PARTS OF THE EXERCISE>
1. In the flood rescue story, replace "raging river" with "rushing torrent" and give the passage that opens with the words containing "After a daring" and closes with "in a century.".
2. According to the flood rescue story, how far was Sally Swanson's ranch from the store where she worked?

After a daring rescue, a teenager is called a hero and the woman he saved from a dry wash that turned into a raging river is a grateful survivor of some of the worst flooding in Southern California in a century.
Both rescuer, Mark White, 17, and victim, Sally Swanson, 54, are members of the Solemint Ward in the Santa Clarita California Stake. She is a Sunday School teacher; he is a member of the priests quorum. Neither recognized the other during the rescue. In fact, they didn't even know each other, although Sister Swanson and Mark's mother, Linda White, are friends.The news-making drama transpired Monday, Feb. 10, when Sister Swanson, a mother of three and grandmother of seven, left work early as manager of a western wear store to check on the animals on her ranch in Santa Clarita's Canyon Country, about 5 miles away. "I wanted to cross the wash before the flooding got too bad," she said in a Church News telephone interview. "I was driving a big 10-passenger van, and was doing fine until I got about three feet from the other side of the wash and the van stalled."

DATASET CONTENT>
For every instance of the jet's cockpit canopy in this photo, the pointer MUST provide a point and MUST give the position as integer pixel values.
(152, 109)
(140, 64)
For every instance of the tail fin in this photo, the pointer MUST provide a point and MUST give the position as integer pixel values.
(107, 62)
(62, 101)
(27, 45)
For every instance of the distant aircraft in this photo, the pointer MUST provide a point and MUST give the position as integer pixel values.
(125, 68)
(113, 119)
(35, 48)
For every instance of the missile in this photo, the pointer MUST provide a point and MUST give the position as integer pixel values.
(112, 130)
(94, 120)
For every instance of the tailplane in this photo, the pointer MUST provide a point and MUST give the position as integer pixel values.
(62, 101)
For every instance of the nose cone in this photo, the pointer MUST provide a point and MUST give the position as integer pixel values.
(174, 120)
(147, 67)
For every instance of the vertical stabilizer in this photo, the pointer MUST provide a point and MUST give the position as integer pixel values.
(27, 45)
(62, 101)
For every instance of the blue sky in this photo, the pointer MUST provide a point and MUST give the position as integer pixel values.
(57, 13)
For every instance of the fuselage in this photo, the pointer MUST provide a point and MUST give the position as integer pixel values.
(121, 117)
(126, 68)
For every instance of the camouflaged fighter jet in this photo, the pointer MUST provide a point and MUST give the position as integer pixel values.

==

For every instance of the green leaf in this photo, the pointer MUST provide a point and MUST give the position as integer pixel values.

WRITTEN RESPONSES>
1.
After a daring rescue, a teenager is called a hero and the woman he saved from a dry wash that turned into a rushing torrent is a grateful survivor of some of the worst flooding in Southern California in a century.

2. About 5 miles away.